Friday, July 26, 2013

Grief: I've been so yours, here


Grief has its own rhythm, its own alchemy (defined as a process by which paradoxical results are achieved or incompatible elements combined with no obvious rational explanation).

At one day after the death of my Beloved, grief was numbing, depersonalized, ethereal, raw, formless.

At six months after the death of my Beloved, grief was searing, excruciating, bottomless, hollow, breathless.

At one year after the death of my Beloved, grief was concrete, raging, mad, confused, disorienting, sallow, paralyzing. Grief was my enemy.

At five years after the death of my Beloved, grief was the paradox: painful but grounded, breathtaking but life-giving, gentler and kinder, warmer and more inviting, less frightening and more familiar. I stopped fighting grief and realized he would not, despite how it felt, kill me. Grief was the fragile cord connecting me to my dark night of the soul, to her love, and grief became my friend, something I would n'er surrender.

**TASKS FOR THIS EXERCISE**
1. Return the portion of the grief passage from "At one day after" up to and including "was my enemy.", word for word.
2. Answer these questions using the grief passage.
(a) What does the writer say grief was at one year after the death of the Beloved?
(b) At five years, what did grief become?
(c) Which two words describe grief first at six months?
3. Continue the passage on grief from its last sentence.

**INFORMATION SHOWN**

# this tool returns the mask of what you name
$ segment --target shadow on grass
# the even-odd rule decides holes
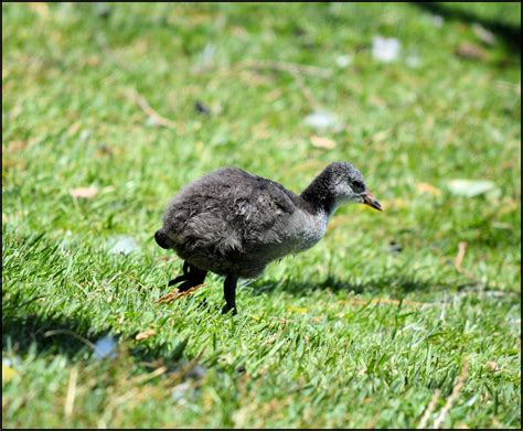
[[[488,20],[465,9],[449,8],[435,1],[413,1],[412,4],[430,13],[441,15],[447,20],[481,24],[502,40],[510,51],[521,56],[521,25],[511,25],[500,21]]]
[[[387,292],[397,295],[405,295],[409,292],[428,292],[435,290],[445,290],[456,287],[453,282],[440,282],[437,280],[424,280],[410,276],[391,274],[380,278],[369,278],[363,281],[340,280],[333,276],[313,281],[300,281],[296,279],[284,280],[264,280],[252,284],[255,294],[267,293],[275,290],[284,290],[292,295],[303,295],[312,291],[330,290],[332,292],[353,292],[353,293],[381,293]]]
[[[119,335],[111,327],[95,331],[85,317],[44,316],[35,313],[2,315],[2,351],[9,346],[17,354],[34,352],[39,356],[64,355],[73,360],[86,359],[93,355],[94,346],[100,338],[111,335],[115,341]],[[156,344],[129,343],[134,336],[122,336],[130,347],[129,353],[142,363],[162,359],[164,364],[177,363],[183,354],[188,340],[179,340],[174,347],[167,342]]]

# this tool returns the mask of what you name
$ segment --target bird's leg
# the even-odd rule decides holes
[[[225,297],[225,305],[222,309],[222,313],[228,313],[233,310],[233,314],[237,314],[236,311],[236,283],[238,281],[238,277],[234,274],[228,274],[225,278],[225,282],[223,283],[223,293]]]
[[[205,276],[207,274],[207,271],[203,271],[186,261],[183,262],[183,274],[178,276],[175,279],[169,281],[168,285],[174,285],[178,283],[182,283],[178,287],[178,290],[180,292],[184,292],[189,289],[191,289],[194,285],[203,283],[203,280],[205,280]],[[183,282],[182,282],[183,281]]]

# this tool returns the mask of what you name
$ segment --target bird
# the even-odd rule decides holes
[[[271,261],[311,248],[343,203],[383,211],[349,162],[327,165],[301,194],[239,168],[215,170],[180,190],[154,233],[158,246],[183,260],[183,273],[168,285],[184,292],[207,272],[224,276],[222,312],[236,314],[238,279],[257,278]]]

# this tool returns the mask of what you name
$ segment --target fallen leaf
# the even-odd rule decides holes
[[[340,68],[345,68],[352,63],[352,56],[350,55],[339,55],[335,58],[335,64]]]
[[[73,197],[84,197],[89,200],[98,193],[98,188],[95,187],[78,187],[70,190],[70,194]]]
[[[116,340],[115,337],[108,335],[100,340],[98,340],[95,344],[95,356],[98,359],[103,359],[106,357],[116,357],[118,354],[116,353]]]
[[[2,382],[11,381],[19,374],[12,369],[9,365],[2,364]]]
[[[471,43],[460,43],[456,50],[456,54],[465,60],[485,60],[487,53],[478,45]]]
[[[117,255],[117,254],[129,255],[139,249],[135,239],[128,236],[113,237],[108,240],[108,243],[110,245],[109,252],[111,255]]]
[[[154,335],[157,332],[152,328],[149,328],[147,331],[140,332],[135,340],[146,340],[149,338],[150,336]]]
[[[338,117],[334,114],[324,110],[317,110],[308,115],[305,118],[305,122],[316,130],[332,129],[334,131],[340,131],[343,129],[343,125],[340,122]]]
[[[374,36],[372,40],[372,56],[382,63],[392,63],[399,56],[402,44],[394,37]]]
[[[483,42],[487,45],[493,45],[495,43],[495,36],[494,33],[491,31],[487,30],[483,25],[481,24],[473,24],[472,30],[476,34],[476,36]]]
[[[335,141],[329,138],[313,136],[310,138],[310,141],[314,147],[318,148],[325,148],[328,150],[332,150],[333,148],[335,148]]]
[[[491,369],[492,371],[500,371],[501,370],[500,366],[497,363],[494,363],[493,360],[489,360],[485,365],[487,365],[487,368]]]
[[[438,187],[435,187],[434,185],[428,183],[419,183],[416,185],[416,188],[418,190],[418,192],[428,193],[433,196],[439,196],[441,194],[441,191]]]

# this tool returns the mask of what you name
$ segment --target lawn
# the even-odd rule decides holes
[[[520,428],[520,3],[2,3],[2,428]],[[158,302],[181,186],[332,161],[384,212],[340,207],[236,316],[214,274]]]

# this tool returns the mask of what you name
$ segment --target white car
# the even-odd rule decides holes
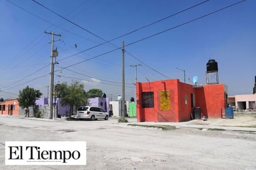
[[[91,120],[104,119],[107,120],[109,115],[98,106],[81,106],[76,112],[76,119],[90,119]]]

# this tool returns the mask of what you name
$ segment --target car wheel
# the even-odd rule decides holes
[[[109,119],[109,116],[108,115],[106,115],[105,117],[105,120],[107,120]]]
[[[91,120],[95,120],[95,116],[94,116],[94,115],[92,115],[92,116],[91,117]]]

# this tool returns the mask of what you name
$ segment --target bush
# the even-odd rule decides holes
[[[128,120],[126,118],[120,117],[118,119],[118,123],[128,123]]]

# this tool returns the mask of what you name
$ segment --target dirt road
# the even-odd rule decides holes
[[[256,135],[0,117],[0,169],[256,169]],[[5,166],[6,141],[86,141],[86,166]]]

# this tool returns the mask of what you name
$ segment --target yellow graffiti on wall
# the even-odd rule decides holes
[[[160,110],[168,110],[170,109],[170,92],[168,91],[160,91]]]

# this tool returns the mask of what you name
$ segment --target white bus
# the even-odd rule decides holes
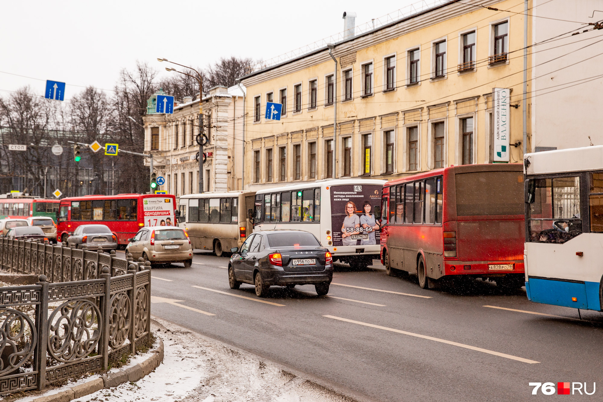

**WRITTEN ANSWERS**
1.
At one day after the death of my Beloved, grief was numbing, depersonalized, ethereal, raw, formless.

At six months after the death of my Beloved, grief was searing, excruciating, bottomless, hollow, breathless.

At one year after the death of my Beloved, grief was concrete, raging, mad, confused, disorienting, sallow, paralyzing. Grief was my enemy.

2.
(a) My enemy
(b) My friend
(c) Searing and excruciating

3.
At ten years after the death of my Beloved, grief raged again, debilitating grief, demanding my full attention, screaming in my face, "I'm still here, look at me!" And I looked, I gazed straight into grief's illimitable eyes, and I saw deeply into the well of grief. It held me tightly and then let me go...

At fifteen years after the death of my Beloved, grief took me into its arms and rocked me gently, as I did for her. We told each other of our love, as I did to her. Grief, my beloved grief.

I do not know what grief will bring tomorrow. But I do know this...

Grief is reborn daily. It will not be repeated, it's molecules are in constant flux.

Today, grief is reborn into the sadness of nearly two decades without my girl. Yesterday it was reborn into wishes that she could've sat at the kitchen counter with my other children eating wasabi seaweed and telling stories about silly games we played when they were little.

Tomorrow, grief will tunnel again through the darkness and into the light, like she did during her birth, and will emerge a different being, slightly changed some days, unnoticeably changed others.

Yes, grief is reborn daily, and so is my now abiding love and gratitude for it.

I've learned to hold and trust that grief knows well its own dutiful course in my life. So, I relinquish (the illusion of) control and trust that grief will, as it once promised, not kill me into non-existence. I didn't believe that at one time. But now, nearly two decades later, I know this as truth.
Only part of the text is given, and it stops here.